SHORT TASK: In the listing below, reproduce the stretch from the line containing "In this picture, which region holds the fence post?" through the line containing "[0,437,800,537]", with "asphalt road" changed to "paved street" and all else left unchanged.

SUPPLIED DATA:
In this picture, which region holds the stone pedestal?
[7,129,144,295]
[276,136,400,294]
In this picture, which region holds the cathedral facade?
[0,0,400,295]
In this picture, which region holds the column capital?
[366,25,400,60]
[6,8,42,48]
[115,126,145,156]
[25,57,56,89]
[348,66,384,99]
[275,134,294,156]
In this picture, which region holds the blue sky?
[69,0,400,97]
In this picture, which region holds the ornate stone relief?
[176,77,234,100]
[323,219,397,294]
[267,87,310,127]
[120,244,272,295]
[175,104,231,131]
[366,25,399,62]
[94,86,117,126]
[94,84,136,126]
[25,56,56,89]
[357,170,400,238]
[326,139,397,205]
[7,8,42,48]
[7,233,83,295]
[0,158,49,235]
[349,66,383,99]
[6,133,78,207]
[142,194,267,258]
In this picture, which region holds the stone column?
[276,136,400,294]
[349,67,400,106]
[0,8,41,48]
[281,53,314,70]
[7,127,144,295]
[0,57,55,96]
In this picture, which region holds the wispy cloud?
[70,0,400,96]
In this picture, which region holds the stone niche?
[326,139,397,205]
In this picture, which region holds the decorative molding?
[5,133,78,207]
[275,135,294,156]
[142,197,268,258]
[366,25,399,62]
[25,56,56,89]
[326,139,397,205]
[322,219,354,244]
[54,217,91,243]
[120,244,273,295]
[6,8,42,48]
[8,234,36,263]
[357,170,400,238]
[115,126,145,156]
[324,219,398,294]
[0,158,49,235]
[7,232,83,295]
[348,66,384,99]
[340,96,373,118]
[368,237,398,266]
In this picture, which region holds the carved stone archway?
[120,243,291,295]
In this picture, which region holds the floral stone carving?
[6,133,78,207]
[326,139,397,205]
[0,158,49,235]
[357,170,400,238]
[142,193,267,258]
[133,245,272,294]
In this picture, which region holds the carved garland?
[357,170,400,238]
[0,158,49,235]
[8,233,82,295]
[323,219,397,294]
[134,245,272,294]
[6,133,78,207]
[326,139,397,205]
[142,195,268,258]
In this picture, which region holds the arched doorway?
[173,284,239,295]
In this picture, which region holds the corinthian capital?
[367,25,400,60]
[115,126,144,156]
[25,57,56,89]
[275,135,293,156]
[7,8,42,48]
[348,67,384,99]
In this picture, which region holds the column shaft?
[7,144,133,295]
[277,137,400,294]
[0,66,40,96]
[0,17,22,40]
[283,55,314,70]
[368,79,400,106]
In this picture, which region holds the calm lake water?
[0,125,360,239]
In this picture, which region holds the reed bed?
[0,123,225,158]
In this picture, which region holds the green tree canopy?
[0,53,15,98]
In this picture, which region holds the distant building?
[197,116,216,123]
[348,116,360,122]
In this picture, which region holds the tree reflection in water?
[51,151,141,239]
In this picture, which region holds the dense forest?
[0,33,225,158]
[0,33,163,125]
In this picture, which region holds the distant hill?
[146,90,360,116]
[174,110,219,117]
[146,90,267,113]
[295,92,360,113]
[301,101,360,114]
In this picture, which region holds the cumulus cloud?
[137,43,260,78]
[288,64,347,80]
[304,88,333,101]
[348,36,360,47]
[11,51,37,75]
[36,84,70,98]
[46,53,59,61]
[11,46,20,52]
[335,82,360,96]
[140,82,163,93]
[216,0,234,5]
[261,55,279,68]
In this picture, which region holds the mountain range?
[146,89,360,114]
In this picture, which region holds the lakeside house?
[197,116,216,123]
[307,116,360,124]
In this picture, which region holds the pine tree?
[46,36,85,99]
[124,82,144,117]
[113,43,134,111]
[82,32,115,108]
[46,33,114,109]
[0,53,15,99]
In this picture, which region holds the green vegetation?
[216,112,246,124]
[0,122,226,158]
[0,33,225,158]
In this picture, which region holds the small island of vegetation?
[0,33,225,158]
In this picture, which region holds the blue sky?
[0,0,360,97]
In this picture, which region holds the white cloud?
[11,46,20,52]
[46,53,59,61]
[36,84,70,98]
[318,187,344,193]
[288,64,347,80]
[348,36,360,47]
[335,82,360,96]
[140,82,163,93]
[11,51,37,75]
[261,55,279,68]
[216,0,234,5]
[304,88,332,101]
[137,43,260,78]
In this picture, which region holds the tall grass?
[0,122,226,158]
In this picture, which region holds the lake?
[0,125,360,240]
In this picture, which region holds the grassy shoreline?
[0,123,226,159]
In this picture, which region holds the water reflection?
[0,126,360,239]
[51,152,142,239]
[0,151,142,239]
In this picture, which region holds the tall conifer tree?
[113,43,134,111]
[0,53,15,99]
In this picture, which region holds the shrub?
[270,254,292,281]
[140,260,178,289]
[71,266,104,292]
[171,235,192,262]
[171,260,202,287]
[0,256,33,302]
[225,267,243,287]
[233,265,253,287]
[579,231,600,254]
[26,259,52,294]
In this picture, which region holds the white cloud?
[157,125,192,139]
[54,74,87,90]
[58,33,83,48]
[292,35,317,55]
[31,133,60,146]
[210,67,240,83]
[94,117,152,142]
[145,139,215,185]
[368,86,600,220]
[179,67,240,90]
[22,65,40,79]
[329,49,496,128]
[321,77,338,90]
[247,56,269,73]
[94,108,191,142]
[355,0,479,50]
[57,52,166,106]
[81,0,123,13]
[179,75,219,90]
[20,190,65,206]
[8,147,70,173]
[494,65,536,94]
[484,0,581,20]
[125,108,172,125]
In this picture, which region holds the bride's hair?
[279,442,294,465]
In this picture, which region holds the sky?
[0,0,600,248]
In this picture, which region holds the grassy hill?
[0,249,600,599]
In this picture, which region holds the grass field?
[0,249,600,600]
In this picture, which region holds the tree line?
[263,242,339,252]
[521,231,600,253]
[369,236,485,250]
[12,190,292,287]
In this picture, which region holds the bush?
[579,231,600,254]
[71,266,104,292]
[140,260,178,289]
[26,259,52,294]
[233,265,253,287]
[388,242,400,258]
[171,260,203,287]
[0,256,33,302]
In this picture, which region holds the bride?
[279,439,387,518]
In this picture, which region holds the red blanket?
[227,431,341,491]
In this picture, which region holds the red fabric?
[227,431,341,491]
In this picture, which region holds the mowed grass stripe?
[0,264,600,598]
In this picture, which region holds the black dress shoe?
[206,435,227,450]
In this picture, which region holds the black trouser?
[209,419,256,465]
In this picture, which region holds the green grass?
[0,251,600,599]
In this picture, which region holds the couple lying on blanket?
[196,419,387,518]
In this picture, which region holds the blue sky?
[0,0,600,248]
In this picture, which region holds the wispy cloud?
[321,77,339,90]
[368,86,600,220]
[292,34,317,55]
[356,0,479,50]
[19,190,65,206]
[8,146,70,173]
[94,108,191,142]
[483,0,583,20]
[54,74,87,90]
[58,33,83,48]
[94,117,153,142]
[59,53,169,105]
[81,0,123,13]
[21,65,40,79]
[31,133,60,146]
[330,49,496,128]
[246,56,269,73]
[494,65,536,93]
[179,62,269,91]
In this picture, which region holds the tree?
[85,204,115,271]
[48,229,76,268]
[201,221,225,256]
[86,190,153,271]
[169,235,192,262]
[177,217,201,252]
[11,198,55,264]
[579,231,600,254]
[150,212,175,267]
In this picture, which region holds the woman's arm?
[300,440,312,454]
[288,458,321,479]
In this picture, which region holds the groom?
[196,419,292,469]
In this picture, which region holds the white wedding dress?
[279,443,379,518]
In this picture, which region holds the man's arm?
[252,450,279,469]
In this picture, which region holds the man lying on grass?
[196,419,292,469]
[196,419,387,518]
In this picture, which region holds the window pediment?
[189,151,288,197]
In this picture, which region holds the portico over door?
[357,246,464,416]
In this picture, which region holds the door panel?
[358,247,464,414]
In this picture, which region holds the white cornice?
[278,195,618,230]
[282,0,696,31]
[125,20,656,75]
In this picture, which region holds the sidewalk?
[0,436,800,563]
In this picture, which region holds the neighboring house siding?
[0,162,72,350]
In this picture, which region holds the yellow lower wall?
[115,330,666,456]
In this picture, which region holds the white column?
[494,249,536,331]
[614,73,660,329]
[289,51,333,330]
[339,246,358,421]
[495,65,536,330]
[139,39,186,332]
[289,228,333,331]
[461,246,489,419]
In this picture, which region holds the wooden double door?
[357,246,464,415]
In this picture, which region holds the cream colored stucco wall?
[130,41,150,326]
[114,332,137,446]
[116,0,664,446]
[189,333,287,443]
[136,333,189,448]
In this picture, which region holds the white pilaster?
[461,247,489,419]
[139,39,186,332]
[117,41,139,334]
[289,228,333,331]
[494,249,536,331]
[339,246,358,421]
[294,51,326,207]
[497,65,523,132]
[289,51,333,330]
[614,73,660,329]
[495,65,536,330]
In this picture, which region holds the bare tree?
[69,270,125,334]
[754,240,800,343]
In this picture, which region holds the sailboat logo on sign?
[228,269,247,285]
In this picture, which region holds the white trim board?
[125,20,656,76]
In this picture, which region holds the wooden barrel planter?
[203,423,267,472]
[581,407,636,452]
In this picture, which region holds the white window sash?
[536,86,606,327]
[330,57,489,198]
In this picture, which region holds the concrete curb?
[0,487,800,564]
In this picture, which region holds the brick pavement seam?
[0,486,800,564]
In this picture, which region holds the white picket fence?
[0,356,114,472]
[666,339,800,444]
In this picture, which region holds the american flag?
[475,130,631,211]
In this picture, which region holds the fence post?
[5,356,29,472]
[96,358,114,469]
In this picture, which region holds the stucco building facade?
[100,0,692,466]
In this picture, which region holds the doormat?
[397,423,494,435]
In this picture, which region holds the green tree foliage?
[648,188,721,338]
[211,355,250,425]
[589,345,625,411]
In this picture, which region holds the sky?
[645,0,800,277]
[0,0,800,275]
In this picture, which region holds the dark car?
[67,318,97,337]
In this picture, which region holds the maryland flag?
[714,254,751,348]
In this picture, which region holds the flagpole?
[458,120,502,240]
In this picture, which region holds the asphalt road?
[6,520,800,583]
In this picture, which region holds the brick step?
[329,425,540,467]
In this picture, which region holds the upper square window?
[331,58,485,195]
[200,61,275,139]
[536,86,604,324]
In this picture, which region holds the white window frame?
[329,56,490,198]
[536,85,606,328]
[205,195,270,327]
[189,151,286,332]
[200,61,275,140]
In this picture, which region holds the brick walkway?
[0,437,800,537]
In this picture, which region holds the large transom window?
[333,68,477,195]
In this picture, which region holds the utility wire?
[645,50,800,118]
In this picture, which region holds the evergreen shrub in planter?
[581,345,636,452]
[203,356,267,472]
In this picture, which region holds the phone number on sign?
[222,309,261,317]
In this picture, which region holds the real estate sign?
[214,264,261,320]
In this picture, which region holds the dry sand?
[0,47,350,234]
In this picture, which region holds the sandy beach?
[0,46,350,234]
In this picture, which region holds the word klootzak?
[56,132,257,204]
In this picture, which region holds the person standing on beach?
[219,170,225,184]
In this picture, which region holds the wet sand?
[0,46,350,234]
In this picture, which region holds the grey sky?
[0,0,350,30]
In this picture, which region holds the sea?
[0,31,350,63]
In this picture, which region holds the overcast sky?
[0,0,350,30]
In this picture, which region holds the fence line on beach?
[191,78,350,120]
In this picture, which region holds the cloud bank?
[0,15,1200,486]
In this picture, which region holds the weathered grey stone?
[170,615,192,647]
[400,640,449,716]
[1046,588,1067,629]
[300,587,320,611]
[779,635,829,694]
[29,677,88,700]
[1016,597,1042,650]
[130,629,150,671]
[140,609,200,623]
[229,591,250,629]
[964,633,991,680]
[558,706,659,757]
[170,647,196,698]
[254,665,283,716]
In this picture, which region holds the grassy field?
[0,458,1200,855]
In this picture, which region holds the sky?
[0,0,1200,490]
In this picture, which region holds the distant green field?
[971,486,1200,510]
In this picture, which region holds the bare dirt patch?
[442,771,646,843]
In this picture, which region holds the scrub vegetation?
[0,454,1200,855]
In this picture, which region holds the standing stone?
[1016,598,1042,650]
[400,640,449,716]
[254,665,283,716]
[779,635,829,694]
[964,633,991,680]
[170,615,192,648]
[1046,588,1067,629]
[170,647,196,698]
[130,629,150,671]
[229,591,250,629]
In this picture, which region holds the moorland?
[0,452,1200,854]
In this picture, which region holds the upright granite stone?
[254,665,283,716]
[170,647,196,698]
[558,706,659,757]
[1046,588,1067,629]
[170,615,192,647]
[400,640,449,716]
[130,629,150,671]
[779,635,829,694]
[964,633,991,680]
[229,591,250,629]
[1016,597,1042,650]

EXERCISE ANSWER:
In this picture, which region holds the fence post?
[5,356,29,472]
[96,358,114,469]
In this picture, which region holds the stucco building facade?
[100,0,692,466]
In this picture, which region holds the doormat?
[397,423,494,435]
In this picture, which region holds the green tree foliage?
[648,188,721,338]
[211,355,250,425]
[589,345,625,411]
In this picture, which region holds the sky?
[645,0,800,277]
[0,0,800,275]
In this picture, which region holds the dark car?
[67,318,97,337]
In this picture, which region holds the maryland flag?
[714,254,751,348]
In this picture, which region holds the flagpole?
[458,120,502,240]
In this picture, which region holds the paved street?
[6,520,800,583]
In this picture, which region holds the brick step?
[329,425,540,467]
In this picture, which region holds the upper square window?
[331,58,485,195]
[200,61,275,139]
[536,86,604,324]
In this picture, which region holds the white window frame?
[329,56,490,198]
[536,85,606,328]
[205,195,270,327]
[189,151,286,332]
[200,61,275,140]
In this picture, which region holds the brick walkway?
[0,437,800,537]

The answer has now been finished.